BEGIN Exercise materials
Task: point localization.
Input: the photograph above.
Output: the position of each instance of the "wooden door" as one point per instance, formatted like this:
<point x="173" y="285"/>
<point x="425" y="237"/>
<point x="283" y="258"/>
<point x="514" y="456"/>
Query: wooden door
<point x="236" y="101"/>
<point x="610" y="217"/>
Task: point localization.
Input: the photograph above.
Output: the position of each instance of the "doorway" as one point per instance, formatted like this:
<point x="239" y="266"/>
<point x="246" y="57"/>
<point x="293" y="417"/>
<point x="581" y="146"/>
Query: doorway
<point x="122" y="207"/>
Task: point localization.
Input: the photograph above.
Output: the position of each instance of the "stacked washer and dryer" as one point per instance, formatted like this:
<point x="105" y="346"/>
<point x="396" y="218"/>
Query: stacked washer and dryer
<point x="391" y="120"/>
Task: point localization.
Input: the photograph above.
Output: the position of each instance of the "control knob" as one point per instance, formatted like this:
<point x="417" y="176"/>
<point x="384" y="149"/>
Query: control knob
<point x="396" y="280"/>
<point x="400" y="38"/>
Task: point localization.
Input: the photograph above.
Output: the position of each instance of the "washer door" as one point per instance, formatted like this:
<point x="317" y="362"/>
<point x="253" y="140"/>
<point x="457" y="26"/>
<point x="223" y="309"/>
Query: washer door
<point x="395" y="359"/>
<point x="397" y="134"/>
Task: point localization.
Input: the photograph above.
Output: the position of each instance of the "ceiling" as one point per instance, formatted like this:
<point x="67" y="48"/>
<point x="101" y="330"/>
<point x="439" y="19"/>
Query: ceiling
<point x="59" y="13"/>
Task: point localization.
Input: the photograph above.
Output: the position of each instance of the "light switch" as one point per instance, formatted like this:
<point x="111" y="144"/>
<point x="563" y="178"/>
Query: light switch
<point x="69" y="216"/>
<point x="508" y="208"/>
END Exercise materials
Work to be completed: Identify each line in the records above that contains the word "washer", and copy those lines out in full.

Expected output:
Output: the position of each instance of the "stacked washer and dryer" as one point per instance, formatted like this:
Query: stacked washer and dryer
Output: the position of each instance of the "washer door" as one point per instance, formatted like this:
Query: washer door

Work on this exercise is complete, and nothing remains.